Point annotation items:
□ □ □
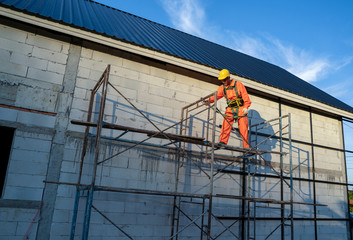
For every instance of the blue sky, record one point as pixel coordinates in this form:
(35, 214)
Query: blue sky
(312, 39)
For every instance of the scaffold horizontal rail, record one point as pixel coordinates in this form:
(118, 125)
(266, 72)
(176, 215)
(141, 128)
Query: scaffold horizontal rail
(183, 138)
(180, 194)
(137, 130)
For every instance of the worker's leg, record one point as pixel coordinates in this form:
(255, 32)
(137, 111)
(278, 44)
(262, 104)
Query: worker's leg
(243, 129)
(226, 127)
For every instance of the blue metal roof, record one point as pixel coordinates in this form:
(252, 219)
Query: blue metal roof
(111, 22)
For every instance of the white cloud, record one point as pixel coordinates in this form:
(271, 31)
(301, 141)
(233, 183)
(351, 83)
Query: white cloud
(339, 90)
(299, 62)
(186, 15)
(189, 16)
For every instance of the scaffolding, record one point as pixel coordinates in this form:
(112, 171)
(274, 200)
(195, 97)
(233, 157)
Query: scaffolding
(246, 159)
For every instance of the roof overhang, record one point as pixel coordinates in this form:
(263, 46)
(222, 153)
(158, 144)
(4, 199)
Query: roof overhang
(115, 43)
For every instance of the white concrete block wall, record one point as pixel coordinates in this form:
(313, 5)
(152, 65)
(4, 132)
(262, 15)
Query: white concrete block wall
(14, 223)
(27, 166)
(329, 165)
(300, 123)
(38, 62)
(327, 131)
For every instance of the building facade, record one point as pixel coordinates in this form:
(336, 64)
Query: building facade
(47, 74)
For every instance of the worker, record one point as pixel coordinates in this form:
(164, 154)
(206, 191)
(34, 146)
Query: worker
(238, 102)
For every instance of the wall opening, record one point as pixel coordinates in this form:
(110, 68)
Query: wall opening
(7, 134)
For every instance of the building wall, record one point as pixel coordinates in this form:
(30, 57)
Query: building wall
(54, 74)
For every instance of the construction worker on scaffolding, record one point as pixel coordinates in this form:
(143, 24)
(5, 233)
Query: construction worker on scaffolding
(238, 102)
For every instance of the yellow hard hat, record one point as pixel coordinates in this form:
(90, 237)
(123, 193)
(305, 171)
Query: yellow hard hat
(224, 73)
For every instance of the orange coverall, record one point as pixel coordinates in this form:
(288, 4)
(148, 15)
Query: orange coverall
(243, 120)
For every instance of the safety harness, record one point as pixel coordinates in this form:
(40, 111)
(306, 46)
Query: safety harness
(236, 103)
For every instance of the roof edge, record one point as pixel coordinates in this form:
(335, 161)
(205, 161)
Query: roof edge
(139, 50)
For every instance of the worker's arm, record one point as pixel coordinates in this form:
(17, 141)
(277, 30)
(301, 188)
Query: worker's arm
(244, 94)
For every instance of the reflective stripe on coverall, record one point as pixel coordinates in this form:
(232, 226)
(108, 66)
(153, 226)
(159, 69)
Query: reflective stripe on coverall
(242, 120)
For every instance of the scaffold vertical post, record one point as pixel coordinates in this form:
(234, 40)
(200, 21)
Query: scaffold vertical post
(211, 166)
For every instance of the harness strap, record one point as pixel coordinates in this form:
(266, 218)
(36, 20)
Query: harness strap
(233, 103)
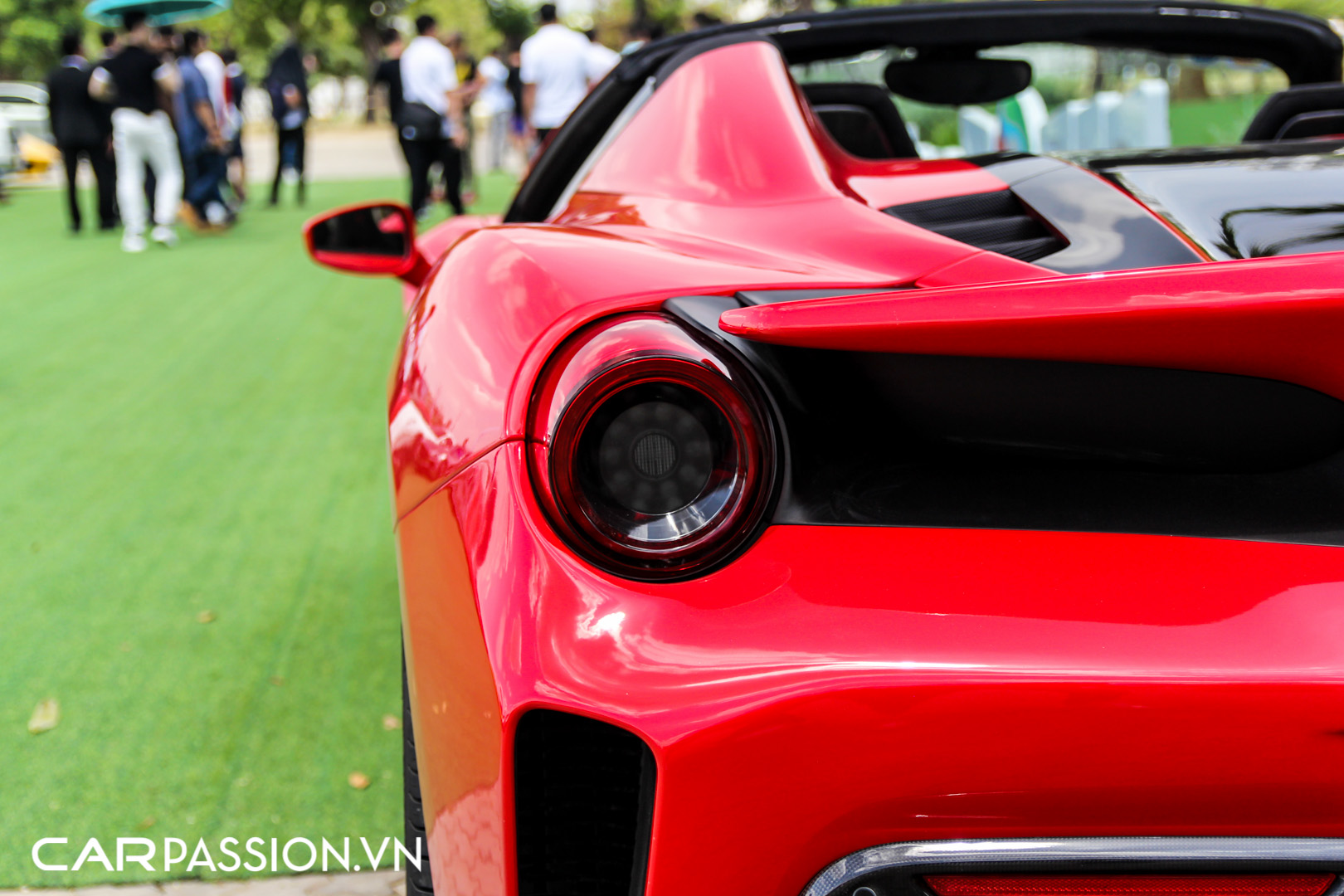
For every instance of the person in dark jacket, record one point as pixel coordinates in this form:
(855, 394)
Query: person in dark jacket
(286, 82)
(82, 128)
(388, 74)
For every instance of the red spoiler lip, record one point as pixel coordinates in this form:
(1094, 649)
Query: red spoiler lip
(1273, 317)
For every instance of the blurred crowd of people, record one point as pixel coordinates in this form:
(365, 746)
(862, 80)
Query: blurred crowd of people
(438, 95)
(158, 116)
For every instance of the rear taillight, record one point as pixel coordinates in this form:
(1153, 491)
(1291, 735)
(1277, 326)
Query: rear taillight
(1129, 884)
(650, 450)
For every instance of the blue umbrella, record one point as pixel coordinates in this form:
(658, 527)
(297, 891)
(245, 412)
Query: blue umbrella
(160, 12)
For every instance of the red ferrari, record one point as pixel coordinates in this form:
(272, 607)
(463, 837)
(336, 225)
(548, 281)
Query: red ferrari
(791, 505)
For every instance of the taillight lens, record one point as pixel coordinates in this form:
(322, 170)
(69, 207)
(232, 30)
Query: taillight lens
(650, 450)
(1129, 884)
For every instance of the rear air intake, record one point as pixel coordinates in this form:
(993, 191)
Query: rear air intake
(583, 796)
(995, 221)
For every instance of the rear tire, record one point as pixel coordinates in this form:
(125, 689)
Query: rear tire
(418, 883)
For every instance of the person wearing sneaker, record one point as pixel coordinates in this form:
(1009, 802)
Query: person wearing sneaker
(139, 86)
(202, 141)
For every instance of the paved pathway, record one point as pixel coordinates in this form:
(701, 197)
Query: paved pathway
(379, 883)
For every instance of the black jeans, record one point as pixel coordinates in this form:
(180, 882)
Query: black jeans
(420, 156)
(290, 148)
(104, 173)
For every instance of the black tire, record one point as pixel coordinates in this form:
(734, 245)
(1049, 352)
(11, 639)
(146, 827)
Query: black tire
(418, 883)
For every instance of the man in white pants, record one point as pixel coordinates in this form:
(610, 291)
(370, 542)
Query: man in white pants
(136, 82)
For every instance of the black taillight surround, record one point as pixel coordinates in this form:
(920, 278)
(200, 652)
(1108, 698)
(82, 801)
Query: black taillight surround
(652, 451)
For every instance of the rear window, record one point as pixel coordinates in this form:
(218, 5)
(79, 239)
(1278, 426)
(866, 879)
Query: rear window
(1082, 99)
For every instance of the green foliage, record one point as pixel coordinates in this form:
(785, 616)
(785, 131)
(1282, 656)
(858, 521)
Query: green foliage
(188, 431)
(30, 32)
(509, 17)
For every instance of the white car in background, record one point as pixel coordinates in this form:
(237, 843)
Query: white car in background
(24, 105)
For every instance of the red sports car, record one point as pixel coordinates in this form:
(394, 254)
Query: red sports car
(789, 505)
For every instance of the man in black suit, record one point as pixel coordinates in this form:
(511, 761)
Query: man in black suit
(82, 128)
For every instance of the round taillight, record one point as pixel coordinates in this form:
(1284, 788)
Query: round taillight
(652, 451)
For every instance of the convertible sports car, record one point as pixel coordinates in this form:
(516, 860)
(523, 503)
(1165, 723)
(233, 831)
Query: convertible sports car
(782, 512)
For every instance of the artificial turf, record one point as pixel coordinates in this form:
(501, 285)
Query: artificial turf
(195, 539)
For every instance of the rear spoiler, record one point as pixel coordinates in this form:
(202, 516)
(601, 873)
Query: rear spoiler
(1278, 319)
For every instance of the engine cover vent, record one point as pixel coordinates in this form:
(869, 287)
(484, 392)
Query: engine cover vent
(995, 221)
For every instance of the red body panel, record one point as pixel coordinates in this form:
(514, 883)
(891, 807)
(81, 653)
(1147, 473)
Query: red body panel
(838, 688)
(1274, 317)
(832, 688)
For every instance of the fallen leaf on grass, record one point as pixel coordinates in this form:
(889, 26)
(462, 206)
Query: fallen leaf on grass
(46, 716)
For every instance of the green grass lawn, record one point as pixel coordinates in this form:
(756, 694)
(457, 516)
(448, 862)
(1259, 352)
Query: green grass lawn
(194, 431)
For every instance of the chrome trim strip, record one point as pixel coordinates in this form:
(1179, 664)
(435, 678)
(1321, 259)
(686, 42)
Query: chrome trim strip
(937, 852)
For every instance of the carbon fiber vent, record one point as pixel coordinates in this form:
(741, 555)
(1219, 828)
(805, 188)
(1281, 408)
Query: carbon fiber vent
(996, 221)
(583, 796)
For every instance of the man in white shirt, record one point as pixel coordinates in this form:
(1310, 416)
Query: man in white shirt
(496, 104)
(601, 58)
(554, 73)
(429, 80)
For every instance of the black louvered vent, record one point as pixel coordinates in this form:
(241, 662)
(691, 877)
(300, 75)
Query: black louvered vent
(995, 221)
(583, 796)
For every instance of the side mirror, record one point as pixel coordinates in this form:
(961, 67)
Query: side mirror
(375, 240)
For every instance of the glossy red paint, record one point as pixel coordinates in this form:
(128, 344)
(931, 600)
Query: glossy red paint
(1273, 317)
(411, 266)
(832, 688)
(838, 688)
(1129, 884)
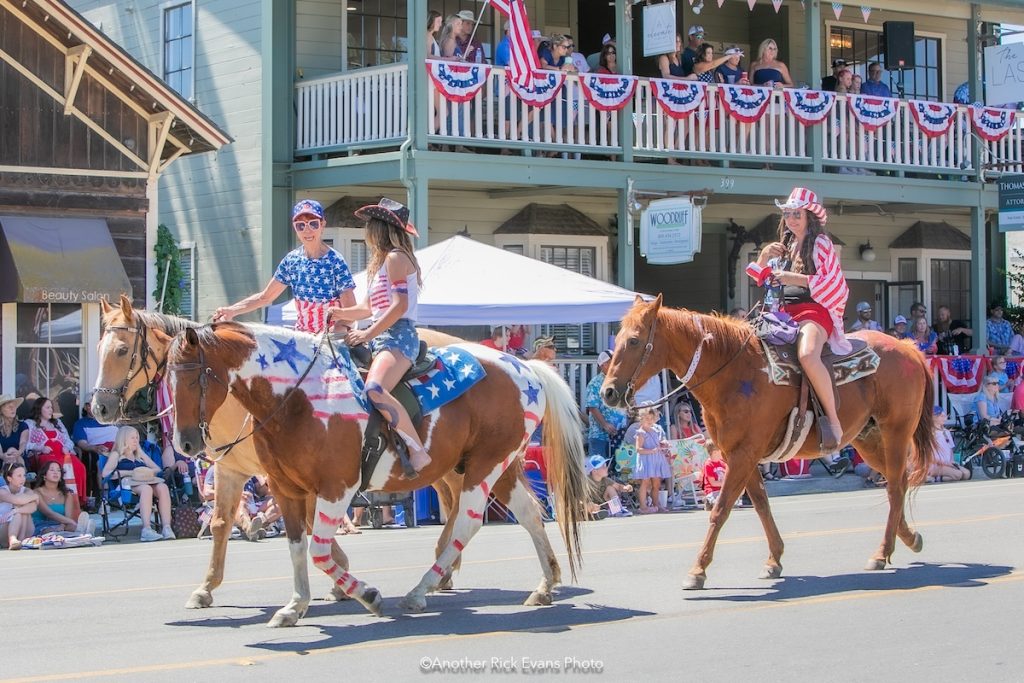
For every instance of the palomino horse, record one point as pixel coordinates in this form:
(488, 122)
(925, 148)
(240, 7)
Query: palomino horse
(309, 433)
(132, 353)
(887, 416)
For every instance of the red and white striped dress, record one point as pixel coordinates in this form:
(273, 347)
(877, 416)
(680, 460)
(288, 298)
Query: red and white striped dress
(827, 287)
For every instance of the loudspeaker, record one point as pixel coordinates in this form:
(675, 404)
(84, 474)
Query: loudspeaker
(898, 38)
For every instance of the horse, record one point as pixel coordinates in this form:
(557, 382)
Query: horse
(308, 437)
(132, 355)
(887, 415)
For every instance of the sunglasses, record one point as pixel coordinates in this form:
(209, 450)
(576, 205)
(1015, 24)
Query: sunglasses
(301, 225)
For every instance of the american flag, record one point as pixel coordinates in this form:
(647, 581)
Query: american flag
(522, 56)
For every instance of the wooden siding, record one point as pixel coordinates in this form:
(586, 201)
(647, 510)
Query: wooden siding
(213, 200)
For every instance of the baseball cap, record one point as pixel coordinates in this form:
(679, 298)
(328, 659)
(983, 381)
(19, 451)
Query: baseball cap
(307, 207)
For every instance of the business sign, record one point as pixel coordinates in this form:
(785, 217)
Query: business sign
(670, 231)
(1011, 203)
(1005, 75)
(658, 29)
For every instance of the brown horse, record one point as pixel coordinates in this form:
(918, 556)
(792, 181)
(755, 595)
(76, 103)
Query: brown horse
(133, 351)
(308, 438)
(887, 416)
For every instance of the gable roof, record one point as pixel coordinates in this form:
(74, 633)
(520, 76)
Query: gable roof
(932, 236)
(551, 219)
(130, 80)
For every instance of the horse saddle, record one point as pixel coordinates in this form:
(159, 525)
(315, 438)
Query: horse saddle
(437, 377)
(784, 370)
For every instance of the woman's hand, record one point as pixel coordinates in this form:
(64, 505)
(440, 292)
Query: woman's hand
(356, 337)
□ □ □
(AIM) Rewrite the items starting at the line that has "For every instance of the wooden" and going through the last item, with "brown horse" swapped for "chestnut horse" and nothing else changed.

(THE ANSWER)
For every instance of the wooden siding, record one point as pixel coordinates in this form:
(586, 201)
(647, 510)
Query: wooden siding
(213, 200)
For every instance of the baseball cap, record one point as pixel coordinates in this form:
(679, 298)
(328, 659)
(983, 381)
(19, 451)
Query: baseball cap
(307, 207)
For every instance of the business sign, record one point as pixel coordinates in this form:
(785, 217)
Query: business sign
(670, 231)
(1011, 203)
(1005, 75)
(658, 29)
For every instance of the chestnut horse, record one point as pixel coordinates in this form:
(918, 556)
(792, 181)
(755, 595)
(76, 103)
Query: chestnut horse
(133, 351)
(308, 438)
(887, 416)
For every instance of the gable roof, record one point as pixel coordinates in this form:
(74, 633)
(520, 76)
Query: gable roof
(932, 236)
(551, 219)
(130, 80)
For every instance of the horse saddle, record one point as pixel coordinates in this form:
(159, 525)
(315, 438)
Query: horse saddle
(437, 377)
(784, 370)
For every instance of the woman's hand, record one point as pixel coordinates in this form:
(64, 505)
(440, 292)
Query: woman's hand
(356, 337)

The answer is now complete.